→ **Document section**:

NBA: Chicago Bulls at Milwaukee Bucks Jeff Hanisch-USA TODAY Sports

Much was made of the summer of 2017, and how it would serve as a crossroads for the Milwaukee Bucks for years to come. As we all know, the team chose “continuity” as their path, and followed that map quite closely; nearly all of the Bucks’ contributors were retained from the 2016-17 season. The idea was that, with more time and more reps and more familiarity, things would come together and the Bucks would begin establishing themselves as a winning team, rather than a team that might win.

That hasn’t happened; Bucks fans are apoplectic about the team’s struggles, and I can’t say that I blame them.

With just one-tenth of the season gone, it’s still officially “too early to say” about what this NBA season will bring. But with the Bucks, we’ve seen some of the same things cropping up from seasons past, and it hasn’t gotten better. It’s often said that insanity is doing the same thing repeatedly while expecting a different result. With the Bucks sitting closer to the bottom than the top of the Eastern Conference at 4-5, while boasting a lackluster offense, an unimaginative defense, and a once-in-a-lifetime player in Giannis Antetokounmpo, the fanbase’s unrest is reaching critical mass.

How to solve these problems? What are the answers? I found a few possible root causes that were worth exploring, but I didn’t know which one would move the needle the furthest in the right direction. So of course, my solution was to go to Twitter and pose my question there.

And now, I pose the question to everyone reading here. If your goal is to “save” the 2017-18 season for the Milwaukee Bucks, what do you pick between improving the talent, the scheme, or the coaching?

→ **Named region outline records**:

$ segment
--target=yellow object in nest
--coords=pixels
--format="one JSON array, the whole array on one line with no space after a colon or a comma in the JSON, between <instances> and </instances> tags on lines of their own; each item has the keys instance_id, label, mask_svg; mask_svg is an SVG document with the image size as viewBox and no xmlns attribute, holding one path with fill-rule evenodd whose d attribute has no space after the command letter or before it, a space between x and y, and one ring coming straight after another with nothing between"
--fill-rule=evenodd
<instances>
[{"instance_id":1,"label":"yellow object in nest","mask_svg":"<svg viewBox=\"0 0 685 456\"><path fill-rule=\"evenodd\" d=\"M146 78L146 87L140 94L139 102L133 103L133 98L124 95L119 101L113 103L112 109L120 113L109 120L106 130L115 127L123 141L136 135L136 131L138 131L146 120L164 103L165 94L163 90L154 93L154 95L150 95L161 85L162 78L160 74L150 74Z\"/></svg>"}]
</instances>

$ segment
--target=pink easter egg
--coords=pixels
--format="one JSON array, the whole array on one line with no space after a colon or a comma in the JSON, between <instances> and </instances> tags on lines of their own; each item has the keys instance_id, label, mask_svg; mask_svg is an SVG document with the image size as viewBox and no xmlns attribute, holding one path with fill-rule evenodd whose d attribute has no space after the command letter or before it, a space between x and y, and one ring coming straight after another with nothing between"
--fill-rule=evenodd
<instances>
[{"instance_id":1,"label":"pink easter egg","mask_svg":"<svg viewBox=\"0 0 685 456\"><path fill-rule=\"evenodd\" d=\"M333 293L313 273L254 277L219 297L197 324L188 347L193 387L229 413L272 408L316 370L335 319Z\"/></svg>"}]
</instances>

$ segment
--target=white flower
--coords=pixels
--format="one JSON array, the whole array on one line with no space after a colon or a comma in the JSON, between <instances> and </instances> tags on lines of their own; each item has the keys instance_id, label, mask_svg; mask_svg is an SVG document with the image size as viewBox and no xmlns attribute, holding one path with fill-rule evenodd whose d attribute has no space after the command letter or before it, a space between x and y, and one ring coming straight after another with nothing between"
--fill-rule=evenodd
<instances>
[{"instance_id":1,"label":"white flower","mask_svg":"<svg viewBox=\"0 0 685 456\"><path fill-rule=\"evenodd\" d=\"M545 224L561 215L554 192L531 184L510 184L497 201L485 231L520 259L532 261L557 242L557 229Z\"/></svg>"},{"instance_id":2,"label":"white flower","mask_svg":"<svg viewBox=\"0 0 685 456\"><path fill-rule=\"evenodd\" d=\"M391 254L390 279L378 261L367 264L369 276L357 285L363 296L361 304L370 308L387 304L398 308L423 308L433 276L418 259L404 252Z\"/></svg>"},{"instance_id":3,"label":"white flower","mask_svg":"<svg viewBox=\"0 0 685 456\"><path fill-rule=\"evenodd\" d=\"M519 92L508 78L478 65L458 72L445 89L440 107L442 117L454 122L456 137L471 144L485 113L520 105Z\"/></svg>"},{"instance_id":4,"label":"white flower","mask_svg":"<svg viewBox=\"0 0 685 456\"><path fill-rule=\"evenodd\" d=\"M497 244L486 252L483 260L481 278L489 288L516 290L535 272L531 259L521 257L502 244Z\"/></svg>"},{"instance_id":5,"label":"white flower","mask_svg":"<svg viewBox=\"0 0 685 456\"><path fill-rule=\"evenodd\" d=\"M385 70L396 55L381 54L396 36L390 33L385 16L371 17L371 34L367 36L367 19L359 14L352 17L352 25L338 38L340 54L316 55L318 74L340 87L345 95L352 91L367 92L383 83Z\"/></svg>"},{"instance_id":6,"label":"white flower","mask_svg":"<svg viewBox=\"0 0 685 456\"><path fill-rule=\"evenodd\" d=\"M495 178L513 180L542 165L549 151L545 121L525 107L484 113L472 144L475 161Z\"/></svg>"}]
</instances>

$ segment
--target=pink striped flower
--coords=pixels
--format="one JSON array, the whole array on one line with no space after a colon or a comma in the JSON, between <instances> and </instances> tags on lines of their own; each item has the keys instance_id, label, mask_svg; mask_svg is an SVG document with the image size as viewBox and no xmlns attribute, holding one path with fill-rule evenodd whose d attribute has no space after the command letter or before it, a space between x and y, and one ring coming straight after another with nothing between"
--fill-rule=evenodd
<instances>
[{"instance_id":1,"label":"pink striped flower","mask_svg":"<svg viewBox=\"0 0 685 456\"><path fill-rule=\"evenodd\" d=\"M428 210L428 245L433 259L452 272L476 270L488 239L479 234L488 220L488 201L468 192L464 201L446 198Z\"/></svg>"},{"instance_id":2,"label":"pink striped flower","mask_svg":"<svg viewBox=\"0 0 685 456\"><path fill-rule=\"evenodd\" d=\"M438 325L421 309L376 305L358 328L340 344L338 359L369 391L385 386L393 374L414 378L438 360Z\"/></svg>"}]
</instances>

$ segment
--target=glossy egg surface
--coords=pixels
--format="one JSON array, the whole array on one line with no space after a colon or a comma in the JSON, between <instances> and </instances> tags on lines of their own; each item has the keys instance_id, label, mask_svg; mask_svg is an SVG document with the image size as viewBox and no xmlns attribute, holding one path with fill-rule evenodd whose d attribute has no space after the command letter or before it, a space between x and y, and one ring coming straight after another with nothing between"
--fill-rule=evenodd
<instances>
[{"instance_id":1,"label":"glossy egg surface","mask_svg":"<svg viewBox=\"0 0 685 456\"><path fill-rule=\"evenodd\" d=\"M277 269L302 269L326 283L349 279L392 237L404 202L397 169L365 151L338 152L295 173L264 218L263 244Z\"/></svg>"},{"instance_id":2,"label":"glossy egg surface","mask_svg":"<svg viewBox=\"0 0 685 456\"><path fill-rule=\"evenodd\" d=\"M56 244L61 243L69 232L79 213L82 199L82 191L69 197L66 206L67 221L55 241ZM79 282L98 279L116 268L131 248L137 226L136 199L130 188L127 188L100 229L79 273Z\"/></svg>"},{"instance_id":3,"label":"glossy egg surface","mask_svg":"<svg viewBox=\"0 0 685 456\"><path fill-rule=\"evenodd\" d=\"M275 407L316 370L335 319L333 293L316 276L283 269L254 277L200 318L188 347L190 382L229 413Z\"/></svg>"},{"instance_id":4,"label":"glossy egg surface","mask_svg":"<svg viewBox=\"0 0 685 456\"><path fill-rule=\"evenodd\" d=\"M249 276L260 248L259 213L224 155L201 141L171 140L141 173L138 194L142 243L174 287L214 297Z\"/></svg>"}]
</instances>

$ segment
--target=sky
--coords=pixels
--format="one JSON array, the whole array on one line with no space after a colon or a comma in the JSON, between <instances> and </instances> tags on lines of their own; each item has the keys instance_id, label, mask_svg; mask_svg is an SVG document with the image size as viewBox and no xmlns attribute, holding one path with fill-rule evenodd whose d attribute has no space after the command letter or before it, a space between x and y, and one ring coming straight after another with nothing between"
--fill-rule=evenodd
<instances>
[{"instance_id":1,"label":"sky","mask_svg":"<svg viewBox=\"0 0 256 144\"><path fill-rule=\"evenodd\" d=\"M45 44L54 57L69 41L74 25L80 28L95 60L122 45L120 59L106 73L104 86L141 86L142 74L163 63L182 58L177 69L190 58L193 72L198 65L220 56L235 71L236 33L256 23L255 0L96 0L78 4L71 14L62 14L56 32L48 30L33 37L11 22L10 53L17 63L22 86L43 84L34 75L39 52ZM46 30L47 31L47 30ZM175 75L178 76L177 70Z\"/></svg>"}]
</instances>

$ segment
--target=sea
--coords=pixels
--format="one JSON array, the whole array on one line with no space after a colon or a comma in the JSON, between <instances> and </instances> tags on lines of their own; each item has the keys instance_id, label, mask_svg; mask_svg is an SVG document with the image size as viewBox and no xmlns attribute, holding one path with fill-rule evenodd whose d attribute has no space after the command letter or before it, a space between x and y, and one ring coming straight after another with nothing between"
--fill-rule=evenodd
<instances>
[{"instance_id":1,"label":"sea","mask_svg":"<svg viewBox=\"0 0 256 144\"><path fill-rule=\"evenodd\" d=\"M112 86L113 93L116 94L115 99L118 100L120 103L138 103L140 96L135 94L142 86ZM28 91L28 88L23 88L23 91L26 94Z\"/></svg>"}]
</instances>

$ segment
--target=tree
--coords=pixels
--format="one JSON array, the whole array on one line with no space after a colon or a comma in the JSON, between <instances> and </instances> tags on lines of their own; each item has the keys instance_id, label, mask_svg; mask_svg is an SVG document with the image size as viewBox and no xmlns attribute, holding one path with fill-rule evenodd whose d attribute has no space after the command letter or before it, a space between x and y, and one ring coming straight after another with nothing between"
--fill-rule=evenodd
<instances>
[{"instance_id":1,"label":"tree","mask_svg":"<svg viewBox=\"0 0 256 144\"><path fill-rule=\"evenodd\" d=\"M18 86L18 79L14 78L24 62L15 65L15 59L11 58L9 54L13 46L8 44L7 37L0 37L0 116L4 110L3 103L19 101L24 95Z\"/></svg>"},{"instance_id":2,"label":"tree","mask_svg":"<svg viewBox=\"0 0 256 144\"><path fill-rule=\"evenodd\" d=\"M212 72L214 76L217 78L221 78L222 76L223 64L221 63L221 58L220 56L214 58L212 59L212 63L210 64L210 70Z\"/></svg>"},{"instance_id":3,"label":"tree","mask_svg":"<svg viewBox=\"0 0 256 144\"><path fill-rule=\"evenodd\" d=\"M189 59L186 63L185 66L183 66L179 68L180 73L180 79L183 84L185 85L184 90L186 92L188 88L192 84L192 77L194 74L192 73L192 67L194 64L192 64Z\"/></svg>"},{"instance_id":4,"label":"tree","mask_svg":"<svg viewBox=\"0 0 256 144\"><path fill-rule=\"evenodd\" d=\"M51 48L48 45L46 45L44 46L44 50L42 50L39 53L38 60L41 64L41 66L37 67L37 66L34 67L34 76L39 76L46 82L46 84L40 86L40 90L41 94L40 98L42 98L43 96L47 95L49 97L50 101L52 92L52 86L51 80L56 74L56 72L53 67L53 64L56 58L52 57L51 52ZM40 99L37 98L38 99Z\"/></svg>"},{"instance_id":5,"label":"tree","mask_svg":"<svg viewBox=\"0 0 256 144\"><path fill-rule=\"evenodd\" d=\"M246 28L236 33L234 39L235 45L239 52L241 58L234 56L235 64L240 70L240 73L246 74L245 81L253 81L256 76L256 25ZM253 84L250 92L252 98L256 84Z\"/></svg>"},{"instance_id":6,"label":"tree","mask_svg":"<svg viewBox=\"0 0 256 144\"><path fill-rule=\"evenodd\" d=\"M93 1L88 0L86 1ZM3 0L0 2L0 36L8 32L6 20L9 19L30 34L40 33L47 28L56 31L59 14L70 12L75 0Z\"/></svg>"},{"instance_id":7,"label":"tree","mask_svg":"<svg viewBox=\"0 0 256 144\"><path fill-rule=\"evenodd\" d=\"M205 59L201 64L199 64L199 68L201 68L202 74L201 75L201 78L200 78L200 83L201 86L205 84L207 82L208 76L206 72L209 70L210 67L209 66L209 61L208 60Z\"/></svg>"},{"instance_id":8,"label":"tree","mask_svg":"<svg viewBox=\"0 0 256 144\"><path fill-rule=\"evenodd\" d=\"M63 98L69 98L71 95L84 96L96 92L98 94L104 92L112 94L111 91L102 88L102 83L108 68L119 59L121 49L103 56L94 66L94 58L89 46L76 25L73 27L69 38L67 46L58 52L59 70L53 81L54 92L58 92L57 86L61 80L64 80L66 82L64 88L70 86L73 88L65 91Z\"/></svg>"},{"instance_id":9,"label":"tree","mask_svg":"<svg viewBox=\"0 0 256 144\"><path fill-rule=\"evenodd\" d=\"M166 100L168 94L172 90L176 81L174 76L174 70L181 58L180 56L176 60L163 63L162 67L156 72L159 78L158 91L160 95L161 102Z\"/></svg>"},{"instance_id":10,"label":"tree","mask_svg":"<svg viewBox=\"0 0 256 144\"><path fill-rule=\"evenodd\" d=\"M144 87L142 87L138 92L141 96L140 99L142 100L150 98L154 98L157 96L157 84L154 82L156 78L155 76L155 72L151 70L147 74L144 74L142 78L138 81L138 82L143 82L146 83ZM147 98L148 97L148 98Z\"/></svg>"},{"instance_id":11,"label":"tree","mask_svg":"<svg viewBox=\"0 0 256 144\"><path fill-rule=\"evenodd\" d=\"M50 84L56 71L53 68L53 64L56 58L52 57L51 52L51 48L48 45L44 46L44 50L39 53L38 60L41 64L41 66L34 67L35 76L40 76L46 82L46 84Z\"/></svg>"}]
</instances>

→ **Given request 1**: Transcribe the part of the Milwaukee Bucks article that opens with the words containing "Much was made" and closes with "I blame them.".
→ **Given request 2**: In the closing question of the Milwaukee Bucks article, which areas is the reader asked to choose between for improvement? List all of them.
→ **Given request 3**: Write the next part of the article about the Milwaukee Bucks, picking up after its final sentence.

→ **Exercise response 1**:
Much was made of the summer of 2017, and how it would serve as a crossroads for the Milwaukee Bucks for years to come. As we all know, the team chose “continuity” as their path, and followed that map quite closely; nearly all of the Bucks’ contributors were retained from the 2016-17 season. The idea was that, with more time and more reps and more familiarity, things would come together and the Bucks would begin establishing themselves as a winning team, rather than a team that might win.

That hasn’t happened; Bucks fans are apoplectic about the team’s struggles, and I can’t say that I blame them.

→ **Exercise response 2**: The talent, the scheme, and the coaching.

→ **Exercise response 3**:
Talent

The Milwaukee Bucks are a team sorely lacking in talent. This isn’t the same as claiming that the Bucks don’t have good players, or that they lack depth. The issue here is that, while the starters are generally good, they’re here because their strengths make them excellent fits around Giannis...while their weaknesses expose existing flaws in the defense. Many of the Bucks’ players are also outmatched, playing in roles above where their NBA ceiling is considered to be. Furthermore, once fatigue sets in and the bench players start replacing the starters, the Bucks lose their glove-like fit around Giannis and have to adjust, which creates opportunities that opponents are currently exploiting.

One overall weakness on the team is playmaking and shot creation. Giannis and Khris Middleton are able (and willing) passers, and neither of Milwaukee’s point guards (Matthew Dellavedova and Malcolm Brogdon) dominate the ball more than necessary. However, when a possession gets bogged down and the ball isn’t in a position to get to Giannis, nobody else on the team appears capable of creating space for themselves or a teammate.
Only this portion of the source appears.